***** Excerpt provided

A few months ago I ended a relationship with a wonderful, and astonishingly handsome, man after fifteen months together. With my 36th birthday just a few weeks away at the time, it was a terrifying undertaking. I have never been one to stay in a relationship that in my heart began not to feel right, especially because of age or societal expectation. But my 36th hit me a bit hard.
So not long after the breakup, with love desperately on my mind, I took the recommendation of a friend and began reading Calling in the One by Katherine Woodward Thomas. It took me more than the seven weeks allotted to complete, but whenever I did have down time to pick it up, I was happy to. This book is in my opinion pretty incredible. It is one of those books I wish I could recommend to everyone I care about, but like most, has to speak to the reader, the timing must be right, as it really is more of a course than a book. And to learn something new, a person must be willing with an open mind.
My copy’s pages are now wrinkled with condensation from too many nights read in a hot bath. And riddled with pen marks, thoughts shared, and crooked underlines, as I hope that for ages I will continue to pick this book up for guidance. The reason why is that it is a brilliant summary of so many incredible lessons and concepts. It is as though Katherine has read all the right books, all books I would like to someday, and their lessons are all shared in this one convenient vessel.
I did about halfway through, look up the author, in hopes of discovering another book filled with her talents and insights. And was disappointed then to find that her only other published work is called Conscious Uncoupling. Ugg, that term. So in indirect ways it turns out that Katherine is in fact responsile for Gwynneth Paltrow’s strange divorce statement. And more to the point, that Katherine and the man about whom she writes as though he is her soulmate, her knight, her life-long love, are now after what it seems was a marriage of around 11 years, divorced.
After these findings, it was difficult to pick the book back up for a week or so. I was losing faith in who had seemed like a worthy love guru.
But then I remembered a valuable lesson I have come to know, most teachers are experts in the fields that they most need growth in. So yes, therapists have therapists, and yogis have yogis, and any human hoping to be the best at anything has someone better to learn from. I for instance value balance highly, it to me is of vital importance. But the reason I now know so much about how to achieve it, is because in the past I had lost it. I had to work hard to regain it in my life, and I work hard to keep it. And so, I finally did pick back up Katherine’s book, and even read it through to the very end.

**********

• _What this exercise asks_
(a) In the book review, list each term the narrator says Katherine uses in her writing to describe the man she later divorced.
(b) According to the book review, how many weeks are allotted for completing Calling in the One?

***** Raw data

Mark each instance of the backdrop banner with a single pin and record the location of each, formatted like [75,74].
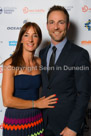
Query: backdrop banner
[13,15]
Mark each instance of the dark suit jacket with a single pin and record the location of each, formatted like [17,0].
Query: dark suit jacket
[70,84]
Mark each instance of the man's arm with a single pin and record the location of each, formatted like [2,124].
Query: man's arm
[82,83]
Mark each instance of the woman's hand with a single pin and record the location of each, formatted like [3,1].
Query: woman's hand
[47,102]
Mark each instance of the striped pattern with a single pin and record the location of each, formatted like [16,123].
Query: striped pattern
[23,123]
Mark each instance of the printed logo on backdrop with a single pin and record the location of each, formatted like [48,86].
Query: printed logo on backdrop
[1,10]
[13,28]
[88,25]
[27,10]
[12,43]
[85,43]
[7,10]
[86,9]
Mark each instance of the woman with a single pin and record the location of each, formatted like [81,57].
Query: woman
[20,87]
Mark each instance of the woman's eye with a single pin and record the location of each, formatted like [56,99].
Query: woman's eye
[26,35]
[35,35]
[51,22]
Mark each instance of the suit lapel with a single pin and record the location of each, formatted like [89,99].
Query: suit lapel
[44,62]
[61,60]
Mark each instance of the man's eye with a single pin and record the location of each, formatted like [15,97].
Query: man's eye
[51,22]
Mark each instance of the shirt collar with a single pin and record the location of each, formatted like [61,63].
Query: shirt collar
[61,44]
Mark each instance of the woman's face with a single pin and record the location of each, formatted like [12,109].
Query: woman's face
[30,40]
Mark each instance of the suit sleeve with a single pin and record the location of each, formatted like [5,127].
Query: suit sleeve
[82,82]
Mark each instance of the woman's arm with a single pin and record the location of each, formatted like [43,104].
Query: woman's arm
[8,89]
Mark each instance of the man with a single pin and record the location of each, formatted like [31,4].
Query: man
[68,77]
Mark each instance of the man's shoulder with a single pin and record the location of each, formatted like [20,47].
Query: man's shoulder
[44,49]
[76,48]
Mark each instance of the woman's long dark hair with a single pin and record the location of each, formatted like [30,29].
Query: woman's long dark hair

**********

• _Answers for the tasks_
(a) Her soulmate, her knight, and her life-long love.

(b) Seven weeks.